---------- Supplied material ----------
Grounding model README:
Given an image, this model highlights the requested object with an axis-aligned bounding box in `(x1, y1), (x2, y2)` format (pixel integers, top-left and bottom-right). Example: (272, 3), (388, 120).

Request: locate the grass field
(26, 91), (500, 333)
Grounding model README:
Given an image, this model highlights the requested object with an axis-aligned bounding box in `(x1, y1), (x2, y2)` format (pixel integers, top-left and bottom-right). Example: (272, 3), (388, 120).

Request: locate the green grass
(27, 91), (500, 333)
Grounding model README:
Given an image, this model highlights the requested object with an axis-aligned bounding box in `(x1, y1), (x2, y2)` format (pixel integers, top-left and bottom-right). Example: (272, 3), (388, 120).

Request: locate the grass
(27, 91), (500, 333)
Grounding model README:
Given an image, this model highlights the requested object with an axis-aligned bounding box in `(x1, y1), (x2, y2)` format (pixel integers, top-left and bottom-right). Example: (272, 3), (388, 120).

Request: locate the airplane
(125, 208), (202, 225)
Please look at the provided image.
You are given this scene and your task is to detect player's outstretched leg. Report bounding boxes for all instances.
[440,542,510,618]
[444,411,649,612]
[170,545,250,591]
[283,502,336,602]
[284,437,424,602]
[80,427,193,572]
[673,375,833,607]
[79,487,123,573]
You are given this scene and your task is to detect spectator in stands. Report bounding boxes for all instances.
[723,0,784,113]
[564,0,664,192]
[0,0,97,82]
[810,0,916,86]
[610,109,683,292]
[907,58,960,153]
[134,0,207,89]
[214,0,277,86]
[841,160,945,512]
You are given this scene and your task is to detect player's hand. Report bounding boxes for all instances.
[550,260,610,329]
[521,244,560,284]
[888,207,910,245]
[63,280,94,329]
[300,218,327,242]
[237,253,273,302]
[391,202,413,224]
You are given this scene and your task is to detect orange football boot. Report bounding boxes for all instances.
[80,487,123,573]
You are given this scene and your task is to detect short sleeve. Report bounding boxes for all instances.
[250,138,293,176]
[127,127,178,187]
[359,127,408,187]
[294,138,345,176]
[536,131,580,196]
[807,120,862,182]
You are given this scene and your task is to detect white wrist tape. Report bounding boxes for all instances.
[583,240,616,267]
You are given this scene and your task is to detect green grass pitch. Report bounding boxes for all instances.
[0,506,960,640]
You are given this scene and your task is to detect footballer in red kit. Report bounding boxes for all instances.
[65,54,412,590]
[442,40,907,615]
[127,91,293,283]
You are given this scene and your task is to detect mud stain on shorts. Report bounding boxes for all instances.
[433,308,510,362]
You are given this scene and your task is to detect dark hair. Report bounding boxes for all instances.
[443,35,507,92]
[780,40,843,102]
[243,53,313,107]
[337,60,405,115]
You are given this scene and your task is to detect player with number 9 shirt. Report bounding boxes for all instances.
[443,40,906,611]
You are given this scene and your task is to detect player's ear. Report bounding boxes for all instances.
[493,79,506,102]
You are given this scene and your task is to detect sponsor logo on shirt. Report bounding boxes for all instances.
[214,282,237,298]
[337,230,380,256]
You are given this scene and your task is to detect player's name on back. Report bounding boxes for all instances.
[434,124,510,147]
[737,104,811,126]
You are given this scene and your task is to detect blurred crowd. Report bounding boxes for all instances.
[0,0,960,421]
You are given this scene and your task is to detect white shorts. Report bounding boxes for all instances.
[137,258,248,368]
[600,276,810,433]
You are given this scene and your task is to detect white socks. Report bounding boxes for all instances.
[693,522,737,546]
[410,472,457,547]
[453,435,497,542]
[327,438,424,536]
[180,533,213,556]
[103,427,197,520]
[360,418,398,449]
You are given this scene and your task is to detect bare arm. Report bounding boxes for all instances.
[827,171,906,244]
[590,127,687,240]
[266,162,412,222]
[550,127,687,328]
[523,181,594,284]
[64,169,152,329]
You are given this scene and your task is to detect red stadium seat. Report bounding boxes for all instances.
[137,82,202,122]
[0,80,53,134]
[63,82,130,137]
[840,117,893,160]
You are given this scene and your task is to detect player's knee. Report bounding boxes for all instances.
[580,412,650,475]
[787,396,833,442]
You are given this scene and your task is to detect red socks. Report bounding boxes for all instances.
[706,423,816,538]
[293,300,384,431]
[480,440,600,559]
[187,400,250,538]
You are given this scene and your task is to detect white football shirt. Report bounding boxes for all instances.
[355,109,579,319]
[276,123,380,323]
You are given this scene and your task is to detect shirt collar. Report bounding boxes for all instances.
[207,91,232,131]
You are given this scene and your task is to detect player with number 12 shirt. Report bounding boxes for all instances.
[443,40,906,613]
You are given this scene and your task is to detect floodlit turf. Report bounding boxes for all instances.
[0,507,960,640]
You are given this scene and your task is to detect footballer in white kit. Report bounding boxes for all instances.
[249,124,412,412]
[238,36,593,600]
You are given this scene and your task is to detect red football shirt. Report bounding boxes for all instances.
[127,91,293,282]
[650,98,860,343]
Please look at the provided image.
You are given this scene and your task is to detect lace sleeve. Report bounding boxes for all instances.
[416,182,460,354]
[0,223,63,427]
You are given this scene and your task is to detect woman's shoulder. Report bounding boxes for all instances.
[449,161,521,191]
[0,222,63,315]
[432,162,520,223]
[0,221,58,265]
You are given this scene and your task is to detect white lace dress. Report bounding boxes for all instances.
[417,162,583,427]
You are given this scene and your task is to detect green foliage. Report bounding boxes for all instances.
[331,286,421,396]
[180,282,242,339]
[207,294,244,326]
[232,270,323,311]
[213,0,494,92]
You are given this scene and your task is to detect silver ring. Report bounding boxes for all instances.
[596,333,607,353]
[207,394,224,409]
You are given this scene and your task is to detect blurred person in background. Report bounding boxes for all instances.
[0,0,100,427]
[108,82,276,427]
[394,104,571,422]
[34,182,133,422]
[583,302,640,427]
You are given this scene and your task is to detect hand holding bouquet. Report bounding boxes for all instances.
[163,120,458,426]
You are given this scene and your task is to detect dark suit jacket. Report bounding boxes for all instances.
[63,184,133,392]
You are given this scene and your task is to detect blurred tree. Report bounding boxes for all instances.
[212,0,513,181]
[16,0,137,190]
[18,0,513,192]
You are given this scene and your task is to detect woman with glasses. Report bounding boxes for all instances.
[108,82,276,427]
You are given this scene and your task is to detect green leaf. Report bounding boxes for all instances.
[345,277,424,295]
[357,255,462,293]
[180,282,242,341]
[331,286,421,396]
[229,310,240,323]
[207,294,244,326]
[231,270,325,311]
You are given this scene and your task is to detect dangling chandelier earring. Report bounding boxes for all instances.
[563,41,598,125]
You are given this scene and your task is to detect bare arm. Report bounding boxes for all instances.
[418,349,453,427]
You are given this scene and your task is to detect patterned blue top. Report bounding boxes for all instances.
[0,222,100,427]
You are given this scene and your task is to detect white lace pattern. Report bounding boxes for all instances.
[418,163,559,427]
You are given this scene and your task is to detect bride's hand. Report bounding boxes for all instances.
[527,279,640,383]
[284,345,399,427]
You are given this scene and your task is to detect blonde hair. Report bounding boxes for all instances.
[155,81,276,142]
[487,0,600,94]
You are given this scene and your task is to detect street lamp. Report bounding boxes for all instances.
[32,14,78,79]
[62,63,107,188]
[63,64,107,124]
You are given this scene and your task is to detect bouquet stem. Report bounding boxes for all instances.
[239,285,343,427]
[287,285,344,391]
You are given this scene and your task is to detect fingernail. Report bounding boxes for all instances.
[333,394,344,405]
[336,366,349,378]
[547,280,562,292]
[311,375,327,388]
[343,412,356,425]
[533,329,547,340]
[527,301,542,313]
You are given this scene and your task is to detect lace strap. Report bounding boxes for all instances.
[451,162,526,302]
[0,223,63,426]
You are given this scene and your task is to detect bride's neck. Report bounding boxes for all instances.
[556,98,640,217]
----------
Transcribe every record above exactly as it appears.

Grounding model README:
Given an image, this model highlights the requested object with an axis-aligned bounding box in `(x1, y1), (x2, y2)` format (pixel integers, top-left and bottom-right). Example: (272, 3), (388, 120).

Request: locate the grass field
(26, 91), (500, 333)
Grounding model README:
Given an image, this model highlights the requested object with an axis-aligned bounding box in `(x1, y1), (x2, y2)` format (pixel integers, top-left and bottom-right). Example: (272, 3), (388, 120).

Request: locate the green grass
(27, 91), (500, 333)
Grounding model README:
Given an image, this model highlights the requested object with an axis-aligned bounding box in `(x1, y1), (x2, y2)` format (pixel integers, top-left and bottom-right). Example: (272, 3), (388, 120).

Request: locate the grass
(27, 91), (500, 333)
Grounding model README:
Given an image, this model highlights the requested object with an axis-aligned bounding box in `(x1, y1), (x2, y2)` format (pixel integers, top-left and bottom-right). Example: (272, 3), (388, 120).

Request: locate the airplane
(125, 208), (202, 225)
Please look at the provided image.
You are given this scene and your task is to detect player's outstretched leg. Report bounding boxes for all instances.
[440,542,510,618]
[444,411,649,612]
[170,545,250,591]
[283,502,336,602]
[284,437,424,602]
[80,427,193,572]
[673,375,833,607]
[79,487,123,573]
You are given this scene and your task is to detect spectator in stands. Report bounding boxes for all instances.
[723,0,784,113]
[564,0,664,192]
[0,0,97,82]
[810,0,916,86]
[610,109,683,292]
[907,58,960,153]
[134,0,207,89]
[214,0,277,86]
[841,160,945,512]
You are given this scene and your task is to detect player's hand. Report bounding boxes for all instances.
[550,260,610,329]
[521,244,560,284]
[888,207,910,245]
[63,280,94,329]
[300,218,327,242]
[237,253,273,302]
[391,202,413,224]
You are given this scene and your task is to detect orange football boot. Report bounding boxes for all instances.
[80,487,123,573]
You are given this scene and your task is to detect short sleeve. Report bounding boxes for all instances.
[250,138,293,176]
[127,127,178,187]
[359,127,408,187]
[294,138,345,176]
[536,131,580,196]
[807,120,862,182]
You are given this scene and your task is to detect white wrist tape. Report bounding boxes for all instances.
[583,240,616,267]
You are given this scene and your task is to detect green grass pitch. Report bounding boxes for all instances.
[0,506,960,640]
You are given this scene and your task is to detect footballer in red kit. Report bounding boxes for all instances.
[65,54,412,590]
[442,40,907,615]
[127,91,293,283]
You are given this scene and your task is to detect mud stain on shorts. Report bounding boxes for all instances.
[433,308,510,362]
You are given this scene and your task is to detect dark hair. Report bounding boxes for all instances.
[443,35,507,92]
[780,40,843,102]
[243,53,313,107]
[337,60,405,115]
You are given this scene and your task is to detect player with number 9 shirt. Report bounding boxes for all instances.
[443,40,906,611]
You are given this scene and your task is to detect player's ear. Report bounding boxes for all instances.
[493,79,506,102]
You are given this scene and your task is to detect sponsor logo on shirt. Report bounding boxes for all instances.
[214,282,237,298]
[337,230,380,256]
You are given this scene and your task is to detect player's name on back. Report bounding boxes for all instances.
[434,124,510,147]
[737,104,811,126]
You are given this scene and your task is to detect blurred crowd. Report bounding boxes for all instances.
[0,0,960,421]
You are given this scene and your task is to detect white shorts. Report bounding boxes for all instances.
[137,258,248,368]
[600,276,810,433]
You are given this scene and your task is to detect white socks. Report bounding boxes for all instances.
[693,522,737,546]
[410,472,457,547]
[453,435,497,542]
[327,438,424,536]
[180,533,213,556]
[103,427,197,520]
[360,418,398,449]
You are given this scene and your task is to detect bare arm. Report bounding boxes for all instances.
[827,171,906,244]
[590,127,687,240]
[266,162,412,222]
[550,127,687,328]
[523,181,594,284]
[64,169,152,329]
You are given this scene and your task is to detect red stadium seat. Report bounding boxes for all instances.
[137,82,202,122]
[0,80,53,134]
[63,82,130,137]
[840,117,893,160]
You are given this scene and your task is to detect player's knee. Report bounding boxes for all instances.
[580,412,650,475]
[787,396,833,442]
You are given this scene and your task is to detect red socks. Report bounding boxes for all instances.
[706,423,816,538]
[293,300,384,431]
[480,440,600,559]
[187,400,250,538]
You are given this scene and your task is to detect white football shirt. Report bounding boxes for all instances.
[355,109,579,319]
[276,123,380,323]
You are given this scene and your task is to detect shirt collar. Report bounding boxes for all instances.
[207,91,232,131]
You are given this scene and your task is to detect player with number 12 shirt. Report bounding boxes for all instances.
[443,40,906,613]
You are given this scene and your task is to detect floodlit turf. Report bounding boxes for all instances.
[0,507,960,640]
You are given this scene and your task is to detect footballer in white kit. Report bounding boxes for all instances.
[249,124,412,412]
[238,36,593,600]
You are given this scene and your task is to detect red football shirt. Report bounding boxes for all instances.
[127,91,293,282]
[650,98,860,343]
Please look at the provided image.
You are given this scene and your task is to detect lace sleeve. Report bounding boxes for all instances.
[416,182,460,354]
[0,223,63,427]
You are given this scene and your task is to detect woman's shoulder. Report bounding boxes for all instances.
[449,161,521,191]
[0,222,63,315]
[432,162,520,223]
[0,221,58,265]
You are given this scene and your task is to detect white lace dress. Report bounding boxes for all instances.
[417,162,583,427]
You are given this scene and your task is to detect green foliage. Report bounding boxes for all instances.
[331,286,421,396]
[180,282,242,339]
[207,294,244,326]
[232,270,323,311]
[213,0,494,92]
You are given this scene and your task is to detect silver ring. Report bounding boxes for all instances.
[596,333,607,353]
[207,394,224,409]
You are given this scene and your task is to detect blurred person in background. Report bounding boxes for all instances.
[0,0,100,427]
[108,82,276,427]
[394,104,571,422]
[34,182,133,422]
[583,302,640,427]
You are given this scene and your task is to detect hand holding bouquet. Report bounding boxes for all instances.
[163,120,458,426]
You are given this scene and your task is to detect dark suit jacket. Report bounding boxes for all instances.
[63,184,133,392]
You are given this scene and your task is to detect blurred tree. Report bounding boxes for all instances.
[212,0,513,181]
[16,0,137,190]
[18,0,513,192]
You are given this scene and your task is to detect woman with glasses. Report bounding boxes for all instances.
[108,82,276,427]
You are given this scene and your task is to detect green leaf. Report bounding boxes for all instances.
[345,277,424,295]
[357,255,462,293]
[180,282,242,341]
[331,286,421,396]
[229,310,240,323]
[207,294,244,326]
[231,270,325,311]
You are given this scene and your task is to detect dangling chandelier earring. Report bounding boxes for all instances.
[563,41,598,125]
You are given this scene and your task is to detect bare arm. Report bounding boxes for all instances.
[418,349,453,427]
You are given this scene and your task is to detect patterned blue top. Report bounding boxes for all instances.
[0,222,100,427]
You are given this scene and your task is to detect white lace pattern. Report bounding boxes for all instances.
[418,163,559,427]
You are given this scene and your task is to detect bride's hand. Report bounding boxes for all instances.
[527,279,640,383]
[284,345,399,427]
You are given this scene and your task is to detect blonde hair. Report bounding boxes for all instances.
[155,81,276,142]
[487,0,600,94]
You are given this scene and your task is to detect street lamp. Report bounding boxes for all instances.
[32,14,78,79]
[62,63,107,188]
[63,64,107,124]
You are given this scene and your task is to detect bouquet stem. Report bounding boxes for all instances.
[239,285,343,427]
[287,285,344,391]
You are given this scene and your task is to detect fingernail. Report bounding boxes for all instances.
[333,394,344,405]
[336,366,349,378]
[547,280,562,292]
[311,375,327,388]
[343,412,356,425]
[533,329,547,340]
[527,301,542,313]
You are given this scene and your task is to detect lace strap. Report bounding boxes for all instances.
[451,162,526,302]
[0,223,63,426]
You are given this scene and your task is to detect bride's neck. Report bounding boxes for all instances.
[556,98,640,217]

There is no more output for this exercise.